* [Text segment]:

____

CLWRF: 'CAMtr_volume_mixing_ratio' does not exist

jhegarty

New member
Hi All,

I am trying to run WRF 4.5.1 and get the following error.

-------------- FATAL CALLED ---------------
FATAL CALLED FROM FILE: <stdin> LINE: 203
CLWRF: 'CAMtr_volume_mixing_ratio' does not exist
-------------------------------------------

I started by cloning the latest WRF repository late last month (August 2023). The executable was built with the Intel compiler.

I found another thread on this topic, but that thread was closed, and a message at the top of the thread instructed to start a new thread. In the old thread the solution was to have CAMtr_volume_mixing_ratio.RCP8.5 available on the WRF run directory. That file is available on my run directory with all read an executable bits open.

Please let me know if there is another solution.

Thanks,

Jen
 
Jen,

Various CAMtr_volume_mixing data for different scenarios can be found in WRF/run directory.

When you run WRF under one specific scenario, you need to link the corresponding CAMtr data as "CAMtr_volume_mixing_ratio" to your working directory .
For example, suppose you are running wrf..exe in WRF/test/em_real for simulation under the scenario RCP8.5, you need to:

cd WRF/test/em_real
ln -sf ../../run/CAMtr_volume_mixing_ratio.RCP8.5 CAMtr_volume_mixing_ratio

Then you can run wrf.exe.
 
Last edited:
Jen,

Various CAMtr_volume_mixing data for different scenarios can be found in WRF/run directory.

When you run WRF under one specific scenario, you need to link the corresponding CAMtr data as "CAMtr_volume_mixing_ratio" your working directory .

____

* [Objectives]:
**1)** In the forum thread, do these statements agree with the text? Answer yes or no for each, quoting the deciding words: (a) The executable was built with the Intel compiler. (b) The earlier thread on the same error was still open for replies. (c) The reply advises linking the scenario data as "CAMtr_volume_mixing_ratio" to the working directory.
**2)** Render this sentence from the forum thread in French: "Various CAMtr_volume_mixing data for different scenarios can be found in WRF/run directory."
Answers draw on the forum thread alone.

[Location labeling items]

____

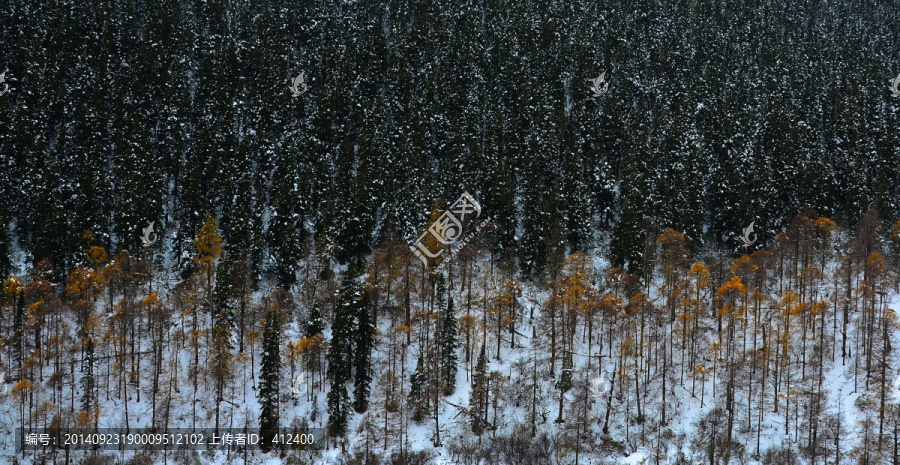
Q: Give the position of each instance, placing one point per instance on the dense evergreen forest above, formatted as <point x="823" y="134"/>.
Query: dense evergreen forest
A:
<point x="610" y="311"/>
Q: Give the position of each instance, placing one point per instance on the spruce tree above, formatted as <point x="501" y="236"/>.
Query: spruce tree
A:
<point x="315" y="324"/>
<point x="449" y="346"/>
<point x="362" y="361"/>
<point x="269" y="376"/>
<point x="478" y="399"/>
<point x="340" y="354"/>
<point x="87" y="377"/>
<point x="417" y="391"/>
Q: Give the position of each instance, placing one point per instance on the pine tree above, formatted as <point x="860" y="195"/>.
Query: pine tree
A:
<point x="365" y="343"/>
<point x="449" y="346"/>
<point x="269" y="376"/>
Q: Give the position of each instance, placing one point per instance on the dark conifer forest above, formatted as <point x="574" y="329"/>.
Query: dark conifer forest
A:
<point x="451" y="232"/>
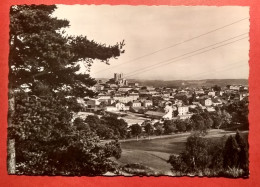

____

* [Solutions]:
**1)**
(a) Yes: "The executable was built with the Intel compiler."
(b) No: "that thread was closed"
(c) Yes: "you need to link the corresponding CAMtr data as "CAMtr_volume_mixing_ratio" to your working directory"

**2)** Diverses données CAMtr_volume_mixing correspondant à différents scénarios se trouvent dans le répertoire WRF/run.